Exercise prompt:
Each entry below is to be written out exactly, and the pictures are to be left out.

** START **

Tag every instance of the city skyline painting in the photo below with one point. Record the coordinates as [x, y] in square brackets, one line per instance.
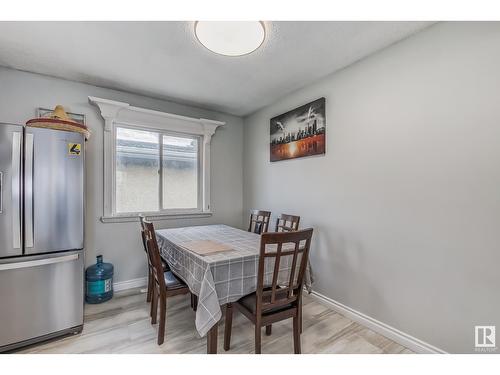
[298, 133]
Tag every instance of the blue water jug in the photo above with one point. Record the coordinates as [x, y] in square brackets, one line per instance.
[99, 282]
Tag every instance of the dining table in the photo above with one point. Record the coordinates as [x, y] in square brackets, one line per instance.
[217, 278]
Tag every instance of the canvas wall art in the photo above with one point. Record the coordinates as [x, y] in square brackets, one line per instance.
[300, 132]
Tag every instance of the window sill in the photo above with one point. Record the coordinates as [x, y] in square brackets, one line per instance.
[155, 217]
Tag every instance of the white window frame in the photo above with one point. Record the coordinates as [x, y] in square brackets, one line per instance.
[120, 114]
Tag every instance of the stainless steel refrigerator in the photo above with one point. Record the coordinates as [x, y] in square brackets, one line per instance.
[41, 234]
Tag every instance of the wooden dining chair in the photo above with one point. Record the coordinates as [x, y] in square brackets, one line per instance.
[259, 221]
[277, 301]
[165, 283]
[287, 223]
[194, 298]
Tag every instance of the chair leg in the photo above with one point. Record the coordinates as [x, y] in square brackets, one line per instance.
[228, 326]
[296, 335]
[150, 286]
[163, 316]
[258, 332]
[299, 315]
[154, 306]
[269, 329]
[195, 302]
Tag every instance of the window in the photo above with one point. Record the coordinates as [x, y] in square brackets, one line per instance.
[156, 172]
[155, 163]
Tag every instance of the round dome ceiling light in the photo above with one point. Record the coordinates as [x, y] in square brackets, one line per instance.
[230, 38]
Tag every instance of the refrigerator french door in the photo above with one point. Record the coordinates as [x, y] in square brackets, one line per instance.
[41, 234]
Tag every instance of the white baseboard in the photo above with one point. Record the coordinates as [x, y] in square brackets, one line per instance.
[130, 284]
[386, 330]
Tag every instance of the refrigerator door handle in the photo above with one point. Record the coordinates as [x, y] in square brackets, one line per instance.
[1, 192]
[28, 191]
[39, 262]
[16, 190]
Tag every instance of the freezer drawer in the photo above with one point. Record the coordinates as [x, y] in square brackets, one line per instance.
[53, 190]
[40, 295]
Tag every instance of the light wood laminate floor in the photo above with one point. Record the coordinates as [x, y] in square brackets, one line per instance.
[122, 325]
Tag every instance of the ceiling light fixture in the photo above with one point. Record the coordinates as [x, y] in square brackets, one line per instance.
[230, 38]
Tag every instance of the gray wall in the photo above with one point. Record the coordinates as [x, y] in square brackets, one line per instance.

** END **

Written response:
Tag every instance of the city skyline painting in the photo below with one point. Record the coordinates as [x, y] in square brackets, one line per instance.
[298, 133]
Tag every instance of the blue water jug in the photo above with one point. Record the coordinates as [x, y] in square brackets, one line per instance.
[99, 282]
Tag every instance of the dining table in the photo above with one point. Record the coordinates as [x, y] in square brackets, one line per instance.
[217, 278]
Tag every instance of the canvas wall art in the photo above with one point. Record the coordinates as [x, y] in square brackets, one line per instance.
[300, 132]
Tag every instance of the window sill in the photo above with one point. Record the coordinates as [x, y] in square brackets, one line per instance.
[155, 217]
Tag every instance of the white window frame in the photo above with one point. Record the coordinates as [x, y] in square brackets, one line per instance.
[120, 114]
Tag every instance of the stainless steel refrigerator in the photo above with one point. Record the coordinates as [x, y] in square brackets, one line per instance.
[41, 234]
Tag every instance of the wooden dining chair in the photo above with one point. Record the coordinates as [x, y] in square brackets, one line per instance.
[259, 221]
[277, 301]
[165, 283]
[287, 223]
[194, 298]
Tag every instance of the chair leg in the photo above with one point. Record the coordinates as [x, y] in square brackets, one line per instance.
[228, 326]
[296, 335]
[150, 286]
[163, 316]
[258, 332]
[299, 315]
[154, 306]
[269, 329]
[195, 302]
Tag every instance of the window in the photo above with one point. Record the coordinates as [x, y] in square brackets, one line per instance.
[156, 172]
[155, 163]
Tag every instance of the round dome ceiling light in the photo above with one point. Record the coordinates as [x, y] in square brackets, one line per instance.
[230, 38]
Tag every instance of the refrigerator french door in the photo above with one point. Record the coordinates as [x, y] in square brackets, one line per instance.
[41, 234]
Tag every instance of the white baseboard in the photo above with one point. Record the coordinates as [x, y] in square brackets, one line per instance.
[130, 284]
[386, 330]
Tag every instance of the refrigerator door handle in the photo above with one point. Record the coordinates as [x, y] in square brackets, one line per instance.
[1, 192]
[28, 191]
[39, 262]
[16, 190]
Tag every instance of the freezer drawer in the photo above with one point. Record the coordinates as [x, y] in square brackets, one line per instance.
[53, 190]
[40, 295]
Tag every instance of the light wood laminate floor in the photo above with one point. Record the coordinates as [x, y] in square brackets, one line per instance.
[122, 325]
Tag every instance of the ceiling light fixture in the photo above with one point. Record the coordinates as [x, y] in square brackets, one line per instance.
[230, 38]
Tag every instance of the gray wall in the photo above with one point. Record the coordinates as [x, y] in square brackets, one line per instance.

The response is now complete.